[Saved data entries]
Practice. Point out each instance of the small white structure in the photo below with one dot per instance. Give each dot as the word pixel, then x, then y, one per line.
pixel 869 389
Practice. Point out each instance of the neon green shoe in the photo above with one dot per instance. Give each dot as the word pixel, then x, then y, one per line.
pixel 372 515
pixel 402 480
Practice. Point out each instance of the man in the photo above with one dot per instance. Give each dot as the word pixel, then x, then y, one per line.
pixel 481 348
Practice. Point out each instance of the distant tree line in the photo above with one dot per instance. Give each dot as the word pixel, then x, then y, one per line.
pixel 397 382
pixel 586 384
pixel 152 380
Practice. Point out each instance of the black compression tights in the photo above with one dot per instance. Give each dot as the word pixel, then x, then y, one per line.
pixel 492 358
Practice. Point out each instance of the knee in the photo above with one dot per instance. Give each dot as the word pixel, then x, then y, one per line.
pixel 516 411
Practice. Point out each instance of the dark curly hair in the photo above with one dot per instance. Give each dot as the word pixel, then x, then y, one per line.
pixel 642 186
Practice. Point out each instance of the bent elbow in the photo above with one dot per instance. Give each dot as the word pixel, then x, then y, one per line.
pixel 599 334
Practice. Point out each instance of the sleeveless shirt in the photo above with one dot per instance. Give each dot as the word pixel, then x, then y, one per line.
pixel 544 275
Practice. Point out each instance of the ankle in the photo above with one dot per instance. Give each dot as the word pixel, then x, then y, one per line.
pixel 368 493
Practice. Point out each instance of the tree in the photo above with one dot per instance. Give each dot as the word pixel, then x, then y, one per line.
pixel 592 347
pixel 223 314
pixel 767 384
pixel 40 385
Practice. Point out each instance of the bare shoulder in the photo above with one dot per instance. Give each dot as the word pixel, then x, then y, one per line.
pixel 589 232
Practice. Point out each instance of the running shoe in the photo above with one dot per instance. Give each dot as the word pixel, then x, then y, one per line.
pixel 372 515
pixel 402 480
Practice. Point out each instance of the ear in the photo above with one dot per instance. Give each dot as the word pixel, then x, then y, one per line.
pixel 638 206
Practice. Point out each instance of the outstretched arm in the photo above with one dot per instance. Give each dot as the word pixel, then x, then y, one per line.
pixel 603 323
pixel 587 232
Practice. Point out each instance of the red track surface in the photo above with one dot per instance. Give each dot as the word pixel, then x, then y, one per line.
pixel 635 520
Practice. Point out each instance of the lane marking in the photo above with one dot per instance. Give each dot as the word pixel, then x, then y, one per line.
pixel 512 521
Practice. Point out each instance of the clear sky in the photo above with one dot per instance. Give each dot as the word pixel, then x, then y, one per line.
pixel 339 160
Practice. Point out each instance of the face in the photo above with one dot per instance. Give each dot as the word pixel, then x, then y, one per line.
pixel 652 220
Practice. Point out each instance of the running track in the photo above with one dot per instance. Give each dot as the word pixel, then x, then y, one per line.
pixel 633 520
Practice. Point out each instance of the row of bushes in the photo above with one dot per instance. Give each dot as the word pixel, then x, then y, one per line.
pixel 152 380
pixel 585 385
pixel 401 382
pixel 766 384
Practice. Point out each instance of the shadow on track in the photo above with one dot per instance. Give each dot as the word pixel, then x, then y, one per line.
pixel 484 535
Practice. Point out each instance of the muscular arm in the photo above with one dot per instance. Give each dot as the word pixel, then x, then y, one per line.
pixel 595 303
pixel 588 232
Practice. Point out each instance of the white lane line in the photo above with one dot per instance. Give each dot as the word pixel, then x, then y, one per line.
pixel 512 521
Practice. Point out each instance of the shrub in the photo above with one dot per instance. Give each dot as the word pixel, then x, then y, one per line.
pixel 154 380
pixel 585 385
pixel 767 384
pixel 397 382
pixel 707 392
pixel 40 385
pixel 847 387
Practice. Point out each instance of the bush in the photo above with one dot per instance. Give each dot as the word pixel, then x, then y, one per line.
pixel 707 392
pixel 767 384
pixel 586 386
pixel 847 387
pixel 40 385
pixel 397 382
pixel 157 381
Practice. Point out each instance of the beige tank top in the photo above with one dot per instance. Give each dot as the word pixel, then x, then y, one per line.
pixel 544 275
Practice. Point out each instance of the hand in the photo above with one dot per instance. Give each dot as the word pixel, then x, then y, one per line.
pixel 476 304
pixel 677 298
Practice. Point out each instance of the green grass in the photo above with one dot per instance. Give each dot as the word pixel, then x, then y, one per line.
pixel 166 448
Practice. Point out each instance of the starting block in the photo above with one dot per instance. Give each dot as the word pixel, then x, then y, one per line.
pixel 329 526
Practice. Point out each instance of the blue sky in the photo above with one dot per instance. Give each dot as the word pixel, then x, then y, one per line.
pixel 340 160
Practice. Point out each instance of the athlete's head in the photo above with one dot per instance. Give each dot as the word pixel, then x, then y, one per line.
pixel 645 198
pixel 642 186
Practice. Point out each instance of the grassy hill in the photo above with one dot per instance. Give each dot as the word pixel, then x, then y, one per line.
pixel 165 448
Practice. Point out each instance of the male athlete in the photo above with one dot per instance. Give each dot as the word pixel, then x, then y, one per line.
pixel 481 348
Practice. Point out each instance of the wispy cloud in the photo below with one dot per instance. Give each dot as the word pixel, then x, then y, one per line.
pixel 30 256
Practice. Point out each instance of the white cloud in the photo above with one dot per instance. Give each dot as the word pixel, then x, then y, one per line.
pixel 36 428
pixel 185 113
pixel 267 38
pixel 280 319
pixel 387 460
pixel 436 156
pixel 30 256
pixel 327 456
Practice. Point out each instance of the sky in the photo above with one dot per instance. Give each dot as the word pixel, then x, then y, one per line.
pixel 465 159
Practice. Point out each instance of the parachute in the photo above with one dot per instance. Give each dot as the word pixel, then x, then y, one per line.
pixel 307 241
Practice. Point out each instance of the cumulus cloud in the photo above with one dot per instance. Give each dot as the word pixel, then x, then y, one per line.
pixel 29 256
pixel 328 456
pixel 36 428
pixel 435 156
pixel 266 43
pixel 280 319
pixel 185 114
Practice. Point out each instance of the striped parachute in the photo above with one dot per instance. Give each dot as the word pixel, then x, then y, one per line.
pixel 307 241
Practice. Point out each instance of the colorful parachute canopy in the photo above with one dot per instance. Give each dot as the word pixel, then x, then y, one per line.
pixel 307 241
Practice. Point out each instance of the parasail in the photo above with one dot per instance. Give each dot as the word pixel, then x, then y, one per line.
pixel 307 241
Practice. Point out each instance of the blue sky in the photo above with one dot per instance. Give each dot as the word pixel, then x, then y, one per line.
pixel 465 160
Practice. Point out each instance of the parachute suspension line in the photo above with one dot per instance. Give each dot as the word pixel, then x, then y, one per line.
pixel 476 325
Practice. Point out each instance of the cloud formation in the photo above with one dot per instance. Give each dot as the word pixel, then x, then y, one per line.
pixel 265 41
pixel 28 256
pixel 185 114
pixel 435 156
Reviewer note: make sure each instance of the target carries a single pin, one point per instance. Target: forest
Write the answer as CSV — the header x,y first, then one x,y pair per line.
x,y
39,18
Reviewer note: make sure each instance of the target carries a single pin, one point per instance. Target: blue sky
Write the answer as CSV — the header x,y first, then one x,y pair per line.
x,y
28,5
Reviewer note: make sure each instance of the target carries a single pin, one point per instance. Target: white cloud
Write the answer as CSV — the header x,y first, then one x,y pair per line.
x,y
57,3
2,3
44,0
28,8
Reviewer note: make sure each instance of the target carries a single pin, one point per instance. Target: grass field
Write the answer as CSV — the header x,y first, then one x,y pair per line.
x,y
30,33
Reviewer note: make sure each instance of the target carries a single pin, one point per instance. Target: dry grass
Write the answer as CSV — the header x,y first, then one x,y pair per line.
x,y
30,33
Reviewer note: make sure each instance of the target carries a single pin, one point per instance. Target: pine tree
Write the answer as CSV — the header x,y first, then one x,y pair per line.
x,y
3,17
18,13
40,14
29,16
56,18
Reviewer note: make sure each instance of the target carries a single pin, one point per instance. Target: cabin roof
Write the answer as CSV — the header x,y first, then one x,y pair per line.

To do: Go through the lines above and count those with "make"; report only the number.

Result of this task: 7